[START OF SUPPLIED RECORDS]

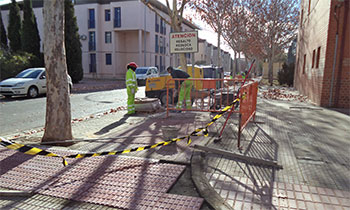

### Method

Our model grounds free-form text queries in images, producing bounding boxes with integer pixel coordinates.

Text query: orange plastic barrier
[237,82,258,147]
[166,79,243,116]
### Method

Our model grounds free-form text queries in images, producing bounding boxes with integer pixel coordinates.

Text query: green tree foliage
[21,0,40,58]
[64,0,83,83]
[0,10,8,49]
[278,63,294,87]
[7,0,22,52]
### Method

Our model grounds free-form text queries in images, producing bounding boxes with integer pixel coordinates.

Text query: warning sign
[170,31,198,53]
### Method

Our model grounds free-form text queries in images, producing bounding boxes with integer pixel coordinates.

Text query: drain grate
[0,149,203,209]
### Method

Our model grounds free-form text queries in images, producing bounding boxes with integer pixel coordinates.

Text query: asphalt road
[0,86,145,136]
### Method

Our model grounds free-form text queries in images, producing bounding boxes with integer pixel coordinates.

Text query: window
[89,53,96,73]
[159,36,163,54]
[303,54,306,74]
[114,7,122,28]
[316,47,321,69]
[154,55,159,69]
[159,56,163,72]
[155,35,159,53]
[156,14,159,32]
[300,9,304,27]
[105,9,111,21]
[88,9,95,28]
[105,31,112,43]
[162,21,166,35]
[106,53,112,65]
[308,0,311,15]
[89,31,96,51]
[311,50,316,68]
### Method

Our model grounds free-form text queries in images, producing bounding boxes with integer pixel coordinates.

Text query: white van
[135,66,159,85]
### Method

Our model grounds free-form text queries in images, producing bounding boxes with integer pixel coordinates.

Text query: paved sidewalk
[192,99,350,210]
[0,80,350,210]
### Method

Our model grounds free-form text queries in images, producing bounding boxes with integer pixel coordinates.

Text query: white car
[0,68,73,98]
[135,67,159,85]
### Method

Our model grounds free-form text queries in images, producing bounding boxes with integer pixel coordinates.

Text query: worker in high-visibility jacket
[167,66,193,112]
[125,62,138,115]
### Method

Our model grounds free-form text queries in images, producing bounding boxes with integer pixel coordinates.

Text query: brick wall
[294,0,350,108]
[321,0,350,109]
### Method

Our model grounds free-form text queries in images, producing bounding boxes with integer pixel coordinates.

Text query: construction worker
[125,62,138,115]
[167,66,192,112]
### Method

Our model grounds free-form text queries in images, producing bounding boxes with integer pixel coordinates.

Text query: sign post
[170,31,198,78]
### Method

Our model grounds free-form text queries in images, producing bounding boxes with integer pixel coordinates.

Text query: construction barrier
[166,78,243,116]
[166,78,258,148]
[219,82,258,149]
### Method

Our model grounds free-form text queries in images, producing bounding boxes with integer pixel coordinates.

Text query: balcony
[89,63,96,73]
[88,19,95,29]
[89,42,96,51]
[113,19,122,28]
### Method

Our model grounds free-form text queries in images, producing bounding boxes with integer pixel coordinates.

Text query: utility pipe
[328,4,341,107]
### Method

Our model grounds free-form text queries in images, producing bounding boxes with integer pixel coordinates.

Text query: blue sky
[0,0,233,56]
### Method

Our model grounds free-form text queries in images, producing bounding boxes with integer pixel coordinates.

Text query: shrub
[278,63,294,87]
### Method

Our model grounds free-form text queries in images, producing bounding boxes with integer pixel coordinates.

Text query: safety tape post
[0,98,239,166]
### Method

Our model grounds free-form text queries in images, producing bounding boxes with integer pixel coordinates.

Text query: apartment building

[END OF SUPPLIED RECORDS]

> **WHAT TO PRODUCE**
Report each line of the listing above that contains the word "sign", copying every such line in full.

> **SOLUTION TO THIS PROBLEM**
Text query: warning sign
Text query: sign post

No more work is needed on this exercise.